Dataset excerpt
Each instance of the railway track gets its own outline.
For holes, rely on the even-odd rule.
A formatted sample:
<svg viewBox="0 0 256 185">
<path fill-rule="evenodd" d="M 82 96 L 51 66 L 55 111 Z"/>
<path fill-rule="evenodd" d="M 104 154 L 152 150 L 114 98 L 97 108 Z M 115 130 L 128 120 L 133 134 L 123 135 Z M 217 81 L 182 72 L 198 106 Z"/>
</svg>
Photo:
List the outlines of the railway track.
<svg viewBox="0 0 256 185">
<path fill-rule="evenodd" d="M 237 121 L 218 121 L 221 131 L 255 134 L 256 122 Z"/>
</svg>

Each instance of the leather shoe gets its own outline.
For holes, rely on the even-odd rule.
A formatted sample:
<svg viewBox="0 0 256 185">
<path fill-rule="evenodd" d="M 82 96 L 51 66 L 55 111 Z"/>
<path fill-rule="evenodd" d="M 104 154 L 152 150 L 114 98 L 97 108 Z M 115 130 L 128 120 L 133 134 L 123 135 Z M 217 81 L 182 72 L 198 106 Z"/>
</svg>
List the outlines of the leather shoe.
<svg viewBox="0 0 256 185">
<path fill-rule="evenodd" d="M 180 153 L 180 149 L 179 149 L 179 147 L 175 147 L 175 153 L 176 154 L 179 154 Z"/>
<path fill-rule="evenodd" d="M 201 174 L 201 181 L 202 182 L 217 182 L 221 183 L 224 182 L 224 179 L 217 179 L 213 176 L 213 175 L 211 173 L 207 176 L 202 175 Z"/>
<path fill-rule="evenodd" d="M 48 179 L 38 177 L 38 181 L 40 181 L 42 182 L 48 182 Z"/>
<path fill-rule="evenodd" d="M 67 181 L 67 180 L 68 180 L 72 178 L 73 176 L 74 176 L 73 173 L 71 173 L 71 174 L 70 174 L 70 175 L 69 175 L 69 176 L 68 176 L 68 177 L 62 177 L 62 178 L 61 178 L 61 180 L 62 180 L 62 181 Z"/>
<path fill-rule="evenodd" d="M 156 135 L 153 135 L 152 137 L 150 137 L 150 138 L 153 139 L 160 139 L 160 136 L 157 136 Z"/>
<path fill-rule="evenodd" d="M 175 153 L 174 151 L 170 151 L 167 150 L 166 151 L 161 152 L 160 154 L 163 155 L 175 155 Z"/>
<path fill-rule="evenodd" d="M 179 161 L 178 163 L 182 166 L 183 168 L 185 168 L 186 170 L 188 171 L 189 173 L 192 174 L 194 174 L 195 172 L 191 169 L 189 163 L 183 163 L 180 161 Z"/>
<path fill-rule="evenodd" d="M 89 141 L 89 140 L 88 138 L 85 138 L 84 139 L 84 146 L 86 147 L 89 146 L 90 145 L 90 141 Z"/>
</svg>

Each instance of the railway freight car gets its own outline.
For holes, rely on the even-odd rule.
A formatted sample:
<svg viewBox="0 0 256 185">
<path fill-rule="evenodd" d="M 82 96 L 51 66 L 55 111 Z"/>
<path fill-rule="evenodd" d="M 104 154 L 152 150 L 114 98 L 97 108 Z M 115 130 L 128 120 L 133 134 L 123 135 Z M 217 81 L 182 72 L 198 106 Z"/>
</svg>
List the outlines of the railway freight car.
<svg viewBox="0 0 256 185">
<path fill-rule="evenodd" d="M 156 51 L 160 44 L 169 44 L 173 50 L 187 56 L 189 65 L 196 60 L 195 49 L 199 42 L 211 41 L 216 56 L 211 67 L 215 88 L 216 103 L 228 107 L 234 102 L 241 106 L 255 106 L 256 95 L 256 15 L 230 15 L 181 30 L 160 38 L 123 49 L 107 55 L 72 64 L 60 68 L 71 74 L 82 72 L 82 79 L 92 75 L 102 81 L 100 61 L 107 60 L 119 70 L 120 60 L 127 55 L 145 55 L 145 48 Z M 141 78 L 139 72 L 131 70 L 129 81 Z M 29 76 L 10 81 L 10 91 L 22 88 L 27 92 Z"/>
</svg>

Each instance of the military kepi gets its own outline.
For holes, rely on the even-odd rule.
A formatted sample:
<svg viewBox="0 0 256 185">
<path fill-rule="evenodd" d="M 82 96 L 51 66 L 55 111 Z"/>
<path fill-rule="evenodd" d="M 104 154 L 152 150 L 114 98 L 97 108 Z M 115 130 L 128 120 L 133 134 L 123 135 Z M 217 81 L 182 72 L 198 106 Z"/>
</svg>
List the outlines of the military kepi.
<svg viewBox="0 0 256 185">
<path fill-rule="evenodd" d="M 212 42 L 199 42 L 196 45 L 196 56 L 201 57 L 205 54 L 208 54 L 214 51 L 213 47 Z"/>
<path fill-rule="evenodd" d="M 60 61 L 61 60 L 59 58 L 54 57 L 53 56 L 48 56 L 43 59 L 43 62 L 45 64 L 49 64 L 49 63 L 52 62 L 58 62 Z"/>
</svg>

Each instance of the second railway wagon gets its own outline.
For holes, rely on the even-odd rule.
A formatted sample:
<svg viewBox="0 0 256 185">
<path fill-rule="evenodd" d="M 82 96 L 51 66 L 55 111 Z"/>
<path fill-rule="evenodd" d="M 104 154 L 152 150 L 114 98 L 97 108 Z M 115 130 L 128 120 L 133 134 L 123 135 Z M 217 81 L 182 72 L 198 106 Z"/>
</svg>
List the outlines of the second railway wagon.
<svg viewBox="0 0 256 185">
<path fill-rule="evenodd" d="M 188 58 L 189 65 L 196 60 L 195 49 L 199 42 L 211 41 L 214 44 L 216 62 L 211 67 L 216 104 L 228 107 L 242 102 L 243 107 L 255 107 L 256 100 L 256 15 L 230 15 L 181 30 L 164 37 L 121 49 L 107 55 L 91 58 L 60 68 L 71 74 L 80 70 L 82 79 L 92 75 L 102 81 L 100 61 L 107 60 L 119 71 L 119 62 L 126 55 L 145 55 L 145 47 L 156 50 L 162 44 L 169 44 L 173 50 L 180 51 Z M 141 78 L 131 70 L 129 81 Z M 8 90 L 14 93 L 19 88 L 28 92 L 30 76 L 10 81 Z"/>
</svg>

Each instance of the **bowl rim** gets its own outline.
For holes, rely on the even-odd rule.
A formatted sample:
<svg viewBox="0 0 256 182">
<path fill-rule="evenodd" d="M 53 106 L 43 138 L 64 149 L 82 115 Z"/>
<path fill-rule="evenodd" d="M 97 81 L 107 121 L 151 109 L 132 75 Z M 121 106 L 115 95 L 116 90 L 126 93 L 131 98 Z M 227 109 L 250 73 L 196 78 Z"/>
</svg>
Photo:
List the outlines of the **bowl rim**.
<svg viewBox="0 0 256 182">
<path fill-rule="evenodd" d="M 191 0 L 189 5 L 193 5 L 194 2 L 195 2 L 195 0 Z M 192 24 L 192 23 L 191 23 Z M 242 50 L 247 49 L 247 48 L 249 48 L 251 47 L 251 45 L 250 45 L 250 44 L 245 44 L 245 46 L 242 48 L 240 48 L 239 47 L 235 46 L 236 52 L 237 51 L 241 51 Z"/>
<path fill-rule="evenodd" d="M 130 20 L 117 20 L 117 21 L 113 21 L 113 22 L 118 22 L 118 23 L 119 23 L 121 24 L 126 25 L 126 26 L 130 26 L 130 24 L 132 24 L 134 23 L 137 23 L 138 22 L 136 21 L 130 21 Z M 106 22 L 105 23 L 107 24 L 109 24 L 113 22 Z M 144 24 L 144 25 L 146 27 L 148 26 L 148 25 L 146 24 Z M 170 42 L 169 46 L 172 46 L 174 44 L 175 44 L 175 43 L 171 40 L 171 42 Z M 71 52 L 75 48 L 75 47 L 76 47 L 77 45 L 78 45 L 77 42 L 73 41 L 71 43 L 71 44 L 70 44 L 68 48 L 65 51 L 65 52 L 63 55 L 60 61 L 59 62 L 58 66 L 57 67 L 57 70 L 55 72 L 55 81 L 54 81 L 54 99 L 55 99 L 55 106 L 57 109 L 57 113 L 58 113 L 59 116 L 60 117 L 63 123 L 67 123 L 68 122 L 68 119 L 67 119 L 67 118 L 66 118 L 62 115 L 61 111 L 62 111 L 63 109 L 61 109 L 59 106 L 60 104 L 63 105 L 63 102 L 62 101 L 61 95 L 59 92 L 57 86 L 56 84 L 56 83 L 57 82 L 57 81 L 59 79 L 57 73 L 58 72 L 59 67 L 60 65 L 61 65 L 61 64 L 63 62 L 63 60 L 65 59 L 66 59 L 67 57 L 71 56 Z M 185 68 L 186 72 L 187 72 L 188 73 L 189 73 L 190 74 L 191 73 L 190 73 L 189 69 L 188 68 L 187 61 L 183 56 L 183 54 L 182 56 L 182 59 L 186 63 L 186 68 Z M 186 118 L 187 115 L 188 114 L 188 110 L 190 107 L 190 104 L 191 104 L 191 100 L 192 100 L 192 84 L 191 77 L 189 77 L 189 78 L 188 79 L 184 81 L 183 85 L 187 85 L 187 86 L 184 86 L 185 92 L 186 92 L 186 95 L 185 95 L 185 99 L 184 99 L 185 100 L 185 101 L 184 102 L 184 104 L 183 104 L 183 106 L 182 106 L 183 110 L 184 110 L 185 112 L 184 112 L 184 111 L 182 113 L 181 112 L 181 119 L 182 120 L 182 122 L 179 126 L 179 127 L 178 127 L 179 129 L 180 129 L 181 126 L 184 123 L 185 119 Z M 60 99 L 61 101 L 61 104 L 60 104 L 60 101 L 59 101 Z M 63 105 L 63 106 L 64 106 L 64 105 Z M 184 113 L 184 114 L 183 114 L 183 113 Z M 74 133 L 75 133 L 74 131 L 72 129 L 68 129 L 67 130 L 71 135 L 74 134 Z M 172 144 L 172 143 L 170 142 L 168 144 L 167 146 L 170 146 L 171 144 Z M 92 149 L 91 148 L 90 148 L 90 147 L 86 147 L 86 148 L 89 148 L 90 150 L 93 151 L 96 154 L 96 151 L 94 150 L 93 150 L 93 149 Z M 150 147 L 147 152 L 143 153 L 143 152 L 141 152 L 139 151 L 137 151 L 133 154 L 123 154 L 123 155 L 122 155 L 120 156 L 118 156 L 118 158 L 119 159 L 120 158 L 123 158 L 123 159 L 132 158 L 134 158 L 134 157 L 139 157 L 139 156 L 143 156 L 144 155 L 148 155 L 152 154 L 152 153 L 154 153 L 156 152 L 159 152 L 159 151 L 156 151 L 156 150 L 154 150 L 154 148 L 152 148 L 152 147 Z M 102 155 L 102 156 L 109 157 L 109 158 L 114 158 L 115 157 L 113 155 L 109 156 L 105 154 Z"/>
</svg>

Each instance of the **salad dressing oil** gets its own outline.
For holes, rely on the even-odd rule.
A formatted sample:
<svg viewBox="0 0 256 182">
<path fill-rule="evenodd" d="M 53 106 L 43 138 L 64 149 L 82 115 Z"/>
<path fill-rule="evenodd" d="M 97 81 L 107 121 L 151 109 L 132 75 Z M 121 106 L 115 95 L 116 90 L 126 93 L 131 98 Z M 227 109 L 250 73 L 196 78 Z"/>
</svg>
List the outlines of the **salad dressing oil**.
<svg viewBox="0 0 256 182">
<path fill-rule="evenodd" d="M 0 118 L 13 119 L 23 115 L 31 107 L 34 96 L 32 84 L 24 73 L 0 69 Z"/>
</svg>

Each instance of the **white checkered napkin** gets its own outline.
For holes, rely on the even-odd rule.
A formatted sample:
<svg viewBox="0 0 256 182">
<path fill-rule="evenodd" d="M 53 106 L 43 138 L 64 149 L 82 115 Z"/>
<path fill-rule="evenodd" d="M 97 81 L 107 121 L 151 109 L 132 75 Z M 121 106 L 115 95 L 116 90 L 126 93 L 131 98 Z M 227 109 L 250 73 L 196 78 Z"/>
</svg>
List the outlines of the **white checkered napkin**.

> _Problem to solve_
Format the lines in the entries above, from the line that contains "Each instance of the leather" through the line that contains "48 179 L 38", both included, as a numbered list. Omit any blank lines.

> _The response_
1. Each instance of the leather shoe gets its own outline.
2. For holes, rely on the even-odd rule.
3. A formatted sample:
4. <svg viewBox="0 0 256 185">
5. <path fill-rule="evenodd" d="M 82 96 L 51 66 L 55 111 Z"/>
6. <path fill-rule="evenodd" d="M 104 154 L 152 150 L 114 98 L 97 108 Z M 115 130 L 128 120 L 133 134 L 123 135 Z M 217 81 L 182 72 L 198 106 Z"/>
7. </svg>
8. List the outlines of the leather shoe.
9. <svg viewBox="0 0 256 185">
10. <path fill-rule="evenodd" d="M 180 153 L 180 149 L 179 149 L 179 147 L 175 147 L 175 153 L 176 154 L 179 154 Z"/>
11. <path fill-rule="evenodd" d="M 201 174 L 201 181 L 202 182 L 217 182 L 221 183 L 224 182 L 224 179 L 217 179 L 213 176 L 213 175 L 211 173 L 207 176 L 202 175 Z"/>
12. <path fill-rule="evenodd" d="M 48 179 L 38 177 L 38 181 L 40 181 L 42 182 L 48 182 Z"/>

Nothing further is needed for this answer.